(Named object pointing data)
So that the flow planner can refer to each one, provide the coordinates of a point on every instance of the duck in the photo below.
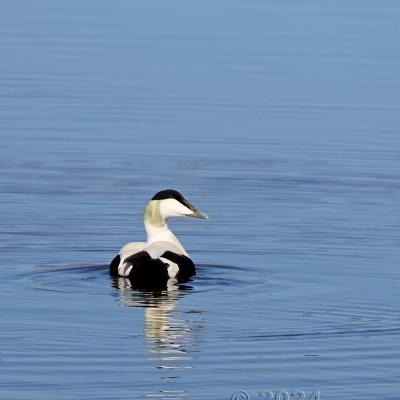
(161, 257)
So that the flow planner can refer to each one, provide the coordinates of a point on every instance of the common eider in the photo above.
(162, 256)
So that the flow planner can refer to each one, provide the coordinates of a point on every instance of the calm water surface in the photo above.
(278, 119)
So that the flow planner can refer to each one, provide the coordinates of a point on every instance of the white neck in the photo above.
(162, 234)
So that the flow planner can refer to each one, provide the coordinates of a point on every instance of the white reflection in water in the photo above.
(172, 336)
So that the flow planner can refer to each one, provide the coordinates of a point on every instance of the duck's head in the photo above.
(169, 203)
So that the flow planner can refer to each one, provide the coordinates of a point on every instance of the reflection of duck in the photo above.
(171, 336)
(162, 257)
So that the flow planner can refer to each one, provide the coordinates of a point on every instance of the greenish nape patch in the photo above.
(152, 214)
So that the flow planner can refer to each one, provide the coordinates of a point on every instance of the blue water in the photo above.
(278, 119)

● **What to do**
Scale every coordinate in the answers of the data above by 1.25, rounding to whole numbers with halves rounded up, and write all the lines out again, requests included. Leave the pictures out of your answer.

● **Written response**
So that the flow planner can refer to each one, provide the coordinates of a point on every instance of the duck in the photo below.
(201, 321)
So that the flow planner can refer to each one, provide the coordinates of a point on every instance of the common eider in the photo above.
(203, 320)
So that the flow planner can refer to each one, provide the coordinates of a point on every instance of the calm water surface in the photo above.
(348, 149)
So that the flow planner can refer to each one, provide the coordinates of a point on every instance of the white neck in the photo above.
(203, 293)
So that the flow planner can refer to each one, provide the coordinates of a point on every instance of the white reflection in water in the photo above.
(215, 420)
So that the flow planner can refer to each one, provide the coordinates of a point on every instance of the duck's head in the photo above.
(211, 254)
So that the flow planner can refer to each one, provide the coordinates of a point on every instance of the reflection of duck in the photo above.
(214, 420)
(203, 321)
So that the flow planner can refer to each one, provide the coordinates of a point on every instance of the greenish nape patch in the photo above.
(190, 268)
So that the flow planner can refer to each one, provide the coordinates of a point on every instance of the blue water in the photo above.
(348, 149)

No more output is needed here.